Aangeleverd fragment
────────────────

Het “subsistit in” heeft tot vandaag een massa publicaties veroorzaakt, door hen die het uitleggen in een uiterst modernistische betekenis, alsof de katholieke Kerk alleen maar een verwerkelijkte vorm van de Kerk van Christus is, anderen daarentegen beweren, dat het nog strenger zou zijn als het oorspronkelijke “est = is”. Ondanks verschillende verklaringen van de  Congregatie voor de Geloofsleer is het nog steeds niet duidelijk wat het precies moet betekenen. In alle verklaringen kwam echter duidelijk tot uitdrukking, dat daarmee de christelijke belijdenissen buiten de Kerk een positieve waarde moet worden toegekend. Daarmee wordt niet alleen beweerd, dat afzonderlijke gelovigen van de niet-katholieke belijdenissen in de genade kunnen zijn – wat de Kerk altijd heeft geleerd –, maar aan de belijdenissen wordt ook als zodanig een positieve waarde toegekend.[19]

 

[1] Brief van Mgr. Roche aan Jean Madiran van 14 mei 1984. Geciteerd in: Bernard Tissier de Mallerais: Marcel Lefebvre – Een biografie, Stuttgart 2008, blz. 324.

────────────────

Oefengegevens

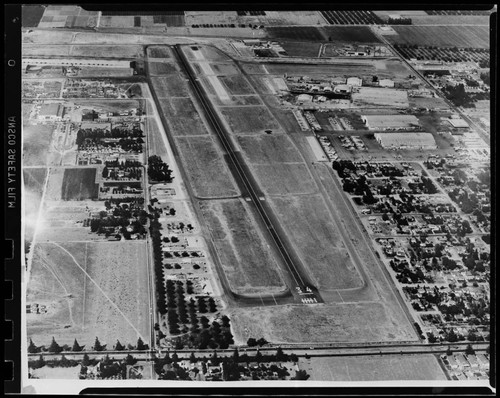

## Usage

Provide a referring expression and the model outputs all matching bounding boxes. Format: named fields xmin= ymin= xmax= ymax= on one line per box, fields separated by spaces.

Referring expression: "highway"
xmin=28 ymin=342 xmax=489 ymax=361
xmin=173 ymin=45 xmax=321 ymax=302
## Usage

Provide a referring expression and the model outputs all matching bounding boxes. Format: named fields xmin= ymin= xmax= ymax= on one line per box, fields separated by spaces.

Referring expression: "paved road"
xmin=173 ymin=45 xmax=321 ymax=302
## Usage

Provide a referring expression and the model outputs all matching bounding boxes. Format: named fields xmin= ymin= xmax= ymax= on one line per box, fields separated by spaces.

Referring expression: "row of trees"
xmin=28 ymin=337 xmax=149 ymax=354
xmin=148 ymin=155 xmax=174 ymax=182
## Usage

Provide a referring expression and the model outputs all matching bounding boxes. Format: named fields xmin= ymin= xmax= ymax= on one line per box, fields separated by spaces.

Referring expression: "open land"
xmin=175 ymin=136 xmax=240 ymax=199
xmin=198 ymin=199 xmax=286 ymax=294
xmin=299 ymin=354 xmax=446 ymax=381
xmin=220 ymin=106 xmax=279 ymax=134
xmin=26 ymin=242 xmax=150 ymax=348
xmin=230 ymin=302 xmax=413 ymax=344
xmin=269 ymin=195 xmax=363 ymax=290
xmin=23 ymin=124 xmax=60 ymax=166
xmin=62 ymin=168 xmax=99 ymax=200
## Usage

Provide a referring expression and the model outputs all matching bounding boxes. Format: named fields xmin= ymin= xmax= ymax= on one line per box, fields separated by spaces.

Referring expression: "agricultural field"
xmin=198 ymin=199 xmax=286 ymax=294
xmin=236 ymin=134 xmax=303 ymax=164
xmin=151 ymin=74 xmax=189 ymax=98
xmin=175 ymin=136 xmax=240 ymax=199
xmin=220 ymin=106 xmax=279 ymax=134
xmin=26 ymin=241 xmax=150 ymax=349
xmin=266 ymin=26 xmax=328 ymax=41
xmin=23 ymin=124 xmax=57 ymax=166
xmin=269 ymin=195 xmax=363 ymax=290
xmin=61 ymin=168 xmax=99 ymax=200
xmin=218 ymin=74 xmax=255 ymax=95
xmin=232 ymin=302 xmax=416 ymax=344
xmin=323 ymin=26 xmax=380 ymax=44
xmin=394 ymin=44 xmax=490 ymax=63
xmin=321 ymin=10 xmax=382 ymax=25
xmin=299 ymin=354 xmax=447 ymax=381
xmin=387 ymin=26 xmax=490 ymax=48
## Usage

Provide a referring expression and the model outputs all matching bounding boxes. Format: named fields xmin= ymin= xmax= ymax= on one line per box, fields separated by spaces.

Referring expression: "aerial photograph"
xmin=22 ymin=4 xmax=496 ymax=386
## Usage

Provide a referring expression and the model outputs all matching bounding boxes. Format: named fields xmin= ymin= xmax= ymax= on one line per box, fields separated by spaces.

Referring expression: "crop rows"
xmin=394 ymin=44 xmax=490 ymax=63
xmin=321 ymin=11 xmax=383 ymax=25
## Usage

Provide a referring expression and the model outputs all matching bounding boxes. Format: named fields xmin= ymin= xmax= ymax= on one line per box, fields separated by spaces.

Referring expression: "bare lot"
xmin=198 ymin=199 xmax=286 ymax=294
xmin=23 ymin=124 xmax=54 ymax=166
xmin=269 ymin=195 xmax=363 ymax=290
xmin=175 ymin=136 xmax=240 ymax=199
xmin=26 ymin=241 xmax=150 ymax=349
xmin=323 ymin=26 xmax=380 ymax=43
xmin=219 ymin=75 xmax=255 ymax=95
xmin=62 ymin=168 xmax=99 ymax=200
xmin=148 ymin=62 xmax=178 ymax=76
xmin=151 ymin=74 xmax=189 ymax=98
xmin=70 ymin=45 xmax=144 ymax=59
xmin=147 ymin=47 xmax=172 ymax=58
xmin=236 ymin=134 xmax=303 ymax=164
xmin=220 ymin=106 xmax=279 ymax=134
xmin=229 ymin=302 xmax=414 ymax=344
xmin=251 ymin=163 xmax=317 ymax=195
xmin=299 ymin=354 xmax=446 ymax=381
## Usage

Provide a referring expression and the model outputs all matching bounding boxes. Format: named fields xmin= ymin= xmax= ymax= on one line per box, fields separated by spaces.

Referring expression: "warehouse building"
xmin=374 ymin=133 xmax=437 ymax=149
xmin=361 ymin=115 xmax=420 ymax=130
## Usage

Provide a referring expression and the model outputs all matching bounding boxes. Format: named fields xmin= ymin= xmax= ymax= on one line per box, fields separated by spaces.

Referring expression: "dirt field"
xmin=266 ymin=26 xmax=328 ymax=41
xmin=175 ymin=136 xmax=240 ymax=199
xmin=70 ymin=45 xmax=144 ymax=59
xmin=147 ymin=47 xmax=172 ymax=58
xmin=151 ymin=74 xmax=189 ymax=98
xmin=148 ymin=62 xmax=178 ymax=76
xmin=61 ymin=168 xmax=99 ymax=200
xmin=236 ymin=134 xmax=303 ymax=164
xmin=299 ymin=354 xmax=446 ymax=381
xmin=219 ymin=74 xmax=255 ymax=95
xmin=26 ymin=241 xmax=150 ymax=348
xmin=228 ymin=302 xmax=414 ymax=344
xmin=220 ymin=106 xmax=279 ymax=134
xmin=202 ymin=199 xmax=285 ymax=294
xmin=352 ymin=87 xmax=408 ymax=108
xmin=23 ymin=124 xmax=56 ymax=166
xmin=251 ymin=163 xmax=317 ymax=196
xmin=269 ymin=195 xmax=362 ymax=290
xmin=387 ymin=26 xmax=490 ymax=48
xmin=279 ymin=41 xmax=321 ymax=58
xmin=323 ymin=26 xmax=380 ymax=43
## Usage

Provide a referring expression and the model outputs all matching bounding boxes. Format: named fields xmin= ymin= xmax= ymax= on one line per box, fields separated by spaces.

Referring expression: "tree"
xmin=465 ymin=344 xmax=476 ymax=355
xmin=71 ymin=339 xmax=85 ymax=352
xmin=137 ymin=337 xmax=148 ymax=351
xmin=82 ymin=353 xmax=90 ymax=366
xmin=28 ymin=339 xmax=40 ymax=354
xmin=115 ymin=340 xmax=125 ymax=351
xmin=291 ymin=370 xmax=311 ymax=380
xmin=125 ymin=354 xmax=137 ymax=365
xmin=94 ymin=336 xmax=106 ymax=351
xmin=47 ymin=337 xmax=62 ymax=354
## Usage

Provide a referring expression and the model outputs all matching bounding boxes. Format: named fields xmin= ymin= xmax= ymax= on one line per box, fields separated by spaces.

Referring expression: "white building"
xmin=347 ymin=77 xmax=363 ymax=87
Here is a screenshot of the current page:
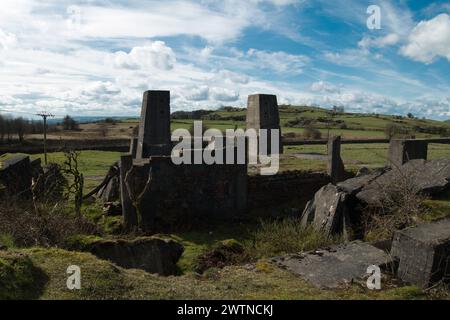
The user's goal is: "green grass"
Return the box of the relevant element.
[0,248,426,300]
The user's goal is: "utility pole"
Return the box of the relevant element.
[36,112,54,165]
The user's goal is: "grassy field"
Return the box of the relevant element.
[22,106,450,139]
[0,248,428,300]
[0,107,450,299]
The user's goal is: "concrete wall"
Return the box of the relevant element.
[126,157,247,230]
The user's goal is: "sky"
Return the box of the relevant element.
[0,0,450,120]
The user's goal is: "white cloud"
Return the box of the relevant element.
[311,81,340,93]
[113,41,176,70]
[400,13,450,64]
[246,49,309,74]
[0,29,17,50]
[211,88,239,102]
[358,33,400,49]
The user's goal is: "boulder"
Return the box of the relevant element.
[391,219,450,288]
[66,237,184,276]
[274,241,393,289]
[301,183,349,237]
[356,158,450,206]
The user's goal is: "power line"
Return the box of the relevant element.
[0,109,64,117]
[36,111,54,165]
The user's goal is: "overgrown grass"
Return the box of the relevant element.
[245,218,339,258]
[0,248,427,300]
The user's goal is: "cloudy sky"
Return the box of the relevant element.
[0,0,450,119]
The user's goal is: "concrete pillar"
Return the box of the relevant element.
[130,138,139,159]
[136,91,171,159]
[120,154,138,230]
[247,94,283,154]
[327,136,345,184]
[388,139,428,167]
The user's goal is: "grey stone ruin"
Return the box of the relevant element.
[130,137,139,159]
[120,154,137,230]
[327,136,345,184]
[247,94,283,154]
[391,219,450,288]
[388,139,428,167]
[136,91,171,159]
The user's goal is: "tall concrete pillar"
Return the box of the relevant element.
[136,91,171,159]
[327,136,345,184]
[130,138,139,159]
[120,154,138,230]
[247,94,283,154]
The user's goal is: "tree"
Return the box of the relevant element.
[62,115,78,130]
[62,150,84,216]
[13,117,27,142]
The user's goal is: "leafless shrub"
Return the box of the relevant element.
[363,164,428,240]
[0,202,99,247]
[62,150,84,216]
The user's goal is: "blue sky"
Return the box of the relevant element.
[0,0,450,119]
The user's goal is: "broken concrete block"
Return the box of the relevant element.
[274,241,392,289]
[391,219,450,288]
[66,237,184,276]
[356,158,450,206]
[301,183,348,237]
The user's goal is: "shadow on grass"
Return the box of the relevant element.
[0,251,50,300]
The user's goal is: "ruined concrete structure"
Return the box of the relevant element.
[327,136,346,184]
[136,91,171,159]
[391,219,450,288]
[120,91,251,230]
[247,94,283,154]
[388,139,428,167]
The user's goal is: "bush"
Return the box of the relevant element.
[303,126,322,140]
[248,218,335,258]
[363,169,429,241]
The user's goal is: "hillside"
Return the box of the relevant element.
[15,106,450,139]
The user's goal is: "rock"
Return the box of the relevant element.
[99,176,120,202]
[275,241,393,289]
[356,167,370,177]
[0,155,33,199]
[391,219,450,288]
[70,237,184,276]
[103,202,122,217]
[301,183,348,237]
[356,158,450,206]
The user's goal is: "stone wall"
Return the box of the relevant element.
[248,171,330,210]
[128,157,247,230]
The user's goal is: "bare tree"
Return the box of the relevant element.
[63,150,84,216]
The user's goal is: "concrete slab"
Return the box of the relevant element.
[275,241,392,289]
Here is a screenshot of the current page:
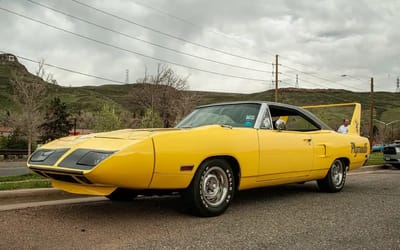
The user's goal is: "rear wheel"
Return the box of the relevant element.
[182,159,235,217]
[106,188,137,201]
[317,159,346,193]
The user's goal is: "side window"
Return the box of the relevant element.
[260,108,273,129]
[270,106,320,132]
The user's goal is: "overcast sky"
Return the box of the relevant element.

────────────────

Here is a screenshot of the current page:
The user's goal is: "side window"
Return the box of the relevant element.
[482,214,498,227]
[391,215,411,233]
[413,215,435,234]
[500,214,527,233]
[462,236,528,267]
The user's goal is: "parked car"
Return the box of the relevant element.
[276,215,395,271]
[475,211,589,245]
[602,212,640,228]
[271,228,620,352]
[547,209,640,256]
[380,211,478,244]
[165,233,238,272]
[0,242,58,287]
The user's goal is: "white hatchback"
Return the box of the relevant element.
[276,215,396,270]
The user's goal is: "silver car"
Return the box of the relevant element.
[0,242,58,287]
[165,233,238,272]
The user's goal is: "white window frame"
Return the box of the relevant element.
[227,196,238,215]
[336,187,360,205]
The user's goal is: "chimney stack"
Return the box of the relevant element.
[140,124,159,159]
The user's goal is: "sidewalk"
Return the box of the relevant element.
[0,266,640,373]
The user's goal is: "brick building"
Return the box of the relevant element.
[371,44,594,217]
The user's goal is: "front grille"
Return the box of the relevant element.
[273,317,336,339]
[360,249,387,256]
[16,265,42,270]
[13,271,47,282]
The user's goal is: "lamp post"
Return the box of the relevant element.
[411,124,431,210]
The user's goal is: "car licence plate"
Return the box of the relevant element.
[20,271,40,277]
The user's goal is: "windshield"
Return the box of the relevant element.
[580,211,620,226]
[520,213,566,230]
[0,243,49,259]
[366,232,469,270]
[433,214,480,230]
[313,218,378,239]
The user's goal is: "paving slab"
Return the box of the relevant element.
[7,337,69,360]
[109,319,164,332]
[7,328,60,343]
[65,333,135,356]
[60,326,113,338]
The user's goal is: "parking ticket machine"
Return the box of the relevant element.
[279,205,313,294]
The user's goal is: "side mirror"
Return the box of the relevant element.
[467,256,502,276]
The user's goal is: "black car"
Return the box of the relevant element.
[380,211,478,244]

────────────────

Op te lossen
A - Welke waarde moet volgens alle verklaringen in het fragment over het "subsistit in" worden toegekend aan de christelijke belijdenissen buiten de Kerk?
B - Tel de regels in de rijen waarin het woord "stone" voorkomt. Geef alleen het aantal.

Resultaten per opdracht
A - Een positieve waarde.

B - 2